### Task goal
What you give back should match the listing word for word.

»»

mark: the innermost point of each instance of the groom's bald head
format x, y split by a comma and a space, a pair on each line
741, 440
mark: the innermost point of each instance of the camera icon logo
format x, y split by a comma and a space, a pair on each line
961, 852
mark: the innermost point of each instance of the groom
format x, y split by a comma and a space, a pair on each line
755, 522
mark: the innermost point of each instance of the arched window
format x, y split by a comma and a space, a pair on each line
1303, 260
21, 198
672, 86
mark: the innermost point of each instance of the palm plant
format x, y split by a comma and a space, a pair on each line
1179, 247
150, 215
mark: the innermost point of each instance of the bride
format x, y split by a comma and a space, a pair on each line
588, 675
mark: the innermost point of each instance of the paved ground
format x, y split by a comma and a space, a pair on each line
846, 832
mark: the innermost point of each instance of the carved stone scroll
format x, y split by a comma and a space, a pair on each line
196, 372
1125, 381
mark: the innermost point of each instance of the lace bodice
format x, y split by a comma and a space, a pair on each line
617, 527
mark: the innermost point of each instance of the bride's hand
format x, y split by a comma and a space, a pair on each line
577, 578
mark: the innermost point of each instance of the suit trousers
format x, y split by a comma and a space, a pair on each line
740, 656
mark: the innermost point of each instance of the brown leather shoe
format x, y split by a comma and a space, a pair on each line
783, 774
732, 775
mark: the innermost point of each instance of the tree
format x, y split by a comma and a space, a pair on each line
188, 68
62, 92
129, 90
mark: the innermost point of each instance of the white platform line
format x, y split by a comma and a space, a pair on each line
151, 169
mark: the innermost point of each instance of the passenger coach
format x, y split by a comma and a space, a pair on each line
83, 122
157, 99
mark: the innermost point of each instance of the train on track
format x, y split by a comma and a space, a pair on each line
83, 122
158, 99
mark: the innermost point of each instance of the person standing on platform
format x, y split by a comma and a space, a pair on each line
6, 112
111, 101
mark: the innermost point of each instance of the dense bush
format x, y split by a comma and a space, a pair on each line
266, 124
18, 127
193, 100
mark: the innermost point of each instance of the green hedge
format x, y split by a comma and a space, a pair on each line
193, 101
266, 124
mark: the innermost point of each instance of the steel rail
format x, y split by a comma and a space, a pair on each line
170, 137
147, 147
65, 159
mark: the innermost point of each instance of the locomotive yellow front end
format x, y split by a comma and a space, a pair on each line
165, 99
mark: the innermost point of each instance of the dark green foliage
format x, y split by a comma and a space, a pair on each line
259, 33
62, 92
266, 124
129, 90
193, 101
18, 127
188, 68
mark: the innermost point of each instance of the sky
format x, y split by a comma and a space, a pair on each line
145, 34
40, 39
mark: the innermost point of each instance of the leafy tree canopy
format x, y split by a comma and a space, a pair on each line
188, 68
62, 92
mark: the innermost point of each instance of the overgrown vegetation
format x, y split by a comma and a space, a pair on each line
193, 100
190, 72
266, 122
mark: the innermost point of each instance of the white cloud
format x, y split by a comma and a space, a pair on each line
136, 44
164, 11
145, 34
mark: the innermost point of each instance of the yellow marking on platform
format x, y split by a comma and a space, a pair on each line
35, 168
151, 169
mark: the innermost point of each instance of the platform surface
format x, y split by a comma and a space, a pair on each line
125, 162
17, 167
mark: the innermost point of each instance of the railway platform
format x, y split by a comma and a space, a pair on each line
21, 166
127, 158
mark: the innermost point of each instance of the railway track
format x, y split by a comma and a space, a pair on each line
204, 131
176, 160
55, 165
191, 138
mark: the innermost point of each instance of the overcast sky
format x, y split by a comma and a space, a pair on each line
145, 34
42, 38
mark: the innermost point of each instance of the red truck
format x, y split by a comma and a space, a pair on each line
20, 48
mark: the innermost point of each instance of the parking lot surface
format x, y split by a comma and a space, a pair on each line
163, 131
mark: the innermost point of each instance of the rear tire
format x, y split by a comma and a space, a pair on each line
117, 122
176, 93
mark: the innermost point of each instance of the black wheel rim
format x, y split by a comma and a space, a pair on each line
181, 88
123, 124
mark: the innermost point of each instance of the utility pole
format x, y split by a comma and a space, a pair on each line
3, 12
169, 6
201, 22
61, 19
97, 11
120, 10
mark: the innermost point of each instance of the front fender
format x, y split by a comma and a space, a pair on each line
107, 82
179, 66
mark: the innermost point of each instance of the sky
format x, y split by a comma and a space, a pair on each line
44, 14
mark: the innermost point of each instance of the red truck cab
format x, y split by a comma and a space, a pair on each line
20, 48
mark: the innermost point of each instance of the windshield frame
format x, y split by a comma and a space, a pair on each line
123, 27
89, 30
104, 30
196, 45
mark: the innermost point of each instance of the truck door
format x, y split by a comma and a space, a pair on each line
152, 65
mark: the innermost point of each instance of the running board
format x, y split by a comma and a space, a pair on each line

««

### Reply to the exercise
mark: the innermost point of each instance of the groom's bald head
format x, y split by a comma and a space, a pair on each line
741, 440
mark: the innermost point of each instance of the camera icon logo
format x, y split by a comma and a space, a pair on each line
961, 852
mark: the innermost point of each instance of the groom
format x, y split by a comma and a space, a pair on each line
755, 522
mark: the innermost point of each instance of the arched window
format x, y split by a comma and a space, a pair on each line
1303, 260
21, 198
672, 86
mark: the innermost point of each instance of the palm plant
format x, y split by a comma and a space, a pair on each line
1179, 247
150, 215
mark: the innermost point of each instance of the bride
format x, y split by a comma and a space, a pair on each line
588, 675
mark: the innermost point of each instance of the paved ground
format x, y split by a comma and a space, a pair on each line
846, 832
mark: the innermost point of each instance of the carved stone scroll
format x, y split by a comma and a space, a pair on each line
196, 372
1125, 381
mark: the innermost point of each instance of the lace bodice
format x, y split by a comma and a space, a pair on each line
617, 527
mark: the innermost point of each instance of the bride's hand
format x, y split by a comma and a space, a pair on each line
577, 578
mark: the innermost point of each instance of the suit trousers
format x, y split by a comma and a space, a pair on each line
740, 656
mark: the innermost point of each instance of the brown leather shoe
format x, y split by a comma and a space, a pair on each line
783, 774
732, 775
mark: the innermost point of each instance of the tree
format x, y split by a comma and a space, a pair on each line
188, 68
62, 92
129, 90
mark: the innermost point of each instance of the white platform line
format x, y split by a comma and a space, a pair on each line
151, 169
mark: the innermost point of each instance of the passenger coach
format x, y split by a comma and a space, a pair on each line
83, 122
157, 99
mark: the innermost point of each instance of the train on track
format x, y split by a comma and a space, a pair on each line
83, 122
158, 99
mark: the innermost point of each instance of the person standing on platform
format x, y split by a comma and a space, a pair on each line
6, 112
111, 101
mark: the innermost point of each instance of the dense bush
format x, y split by a comma and a space, a pair on each line
266, 124
18, 127
193, 100
mark: the innermost point of each instance of the green hedge
format x, y split by a comma and a space, a pair on each line
193, 101
266, 124
mark: the innermost point of each instance of the steel rail
format x, y split by a comma and a space, a pair on each line
170, 137
147, 147
65, 159
mark: the innermost point of each instance of the locomotive yellow front end
format x, y split by a comma and a space, a pair on each line
165, 99
mark: the innermost point of each instance of the dark green foliage
format x, y split by a comma and a space, a pair on each line
259, 33
62, 92
266, 124
129, 90
193, 101
18, 127
188, 68
mark: the innermost point of each instance of the sky
format x, y split by a comma and a space, a pair on each line
145, 34
40, 39
mark: the innermost point of each instance of the leafy tree canopy
format x, y split by a comma and a space, a pair on each line
188, 68
62, 92
mark: the innermost point of each instance of the overgrown vegetation
format x, y split by a comma and a space, a pair on each line
193, 100
190, 72
266, 122
mark: the innermost point of each instance of the white cloud
format x, y split by a comma and a space, a pair on each line
136, 44
164, 11
145, 34
mark: the innermost point of each instance of the yellow marking on platform
format x, y split by a comma and a space, a pair on each line
35, 168
151, 169
mark: the innermost point of each instance of the platform surface
format x, y split by a comma and a space, a pair on each line
125, 162
17, 167
mark: the innermost point of each instance of the railway platform
format x, y split by a comma and a space, a pair on each line
21, 166
127, 158
mark: the innermost point of each instance of the railway track
format x, y split by a comma and a space, a pair on each line
204, 131
176, 160
55, 165
191, 138
mark: the innermost point of each instance of the overcast sky
format x, y split by a comma and a space, a pair on each line
145, 34
42, 38
mark: the innermost point of each instance of the red truck
format x, y split by a comma and a space, a pair on each line
20, 48
mark: the innermost point of each instance of the parking lot surface
format x, y split by a comma and a space, a pair on each line
163, 131
mark: the innermost point of each instance of the rear tire
format x, y split by a comma and a space, a pair on each line
117, 122
176, 93
mark: the innermost point of each instance of the black wheel rim
format x, y split by a comma and a space, a pair on each line
181, 88
123, 124
mark: the innermost point of each instance of the utility pole
format x, y split by a comma and a space, a pair on each line
3, 12
169, 6
201, 22
61, 19
97, 11
120, 10
mark: the innermost point of each instance of the front fender
format x, y split by a comma and a space, a pair on each line
107, 82
179, 66
mark: the innermost point of each instance of the sky
format x, y split by a comma and a space, a pair on each line
44, 14
mark: the innermost point of each instance of the red truck cab
format x, y split by a comma and a space, a pair on each line
20, 48
mark: the innermost point of each instance of the windshield frame
format x, y split by a comma and a space, a pair on each line
123, 27
89, 30
104, 30
196, 45
mark: the innermost point of each instance of the truck door
format x, y split by a comma and a space, a pair on each line
152, 65
mark: the innermost point of each instance of the running board
format x, y split by a comma and a space, a pair on each line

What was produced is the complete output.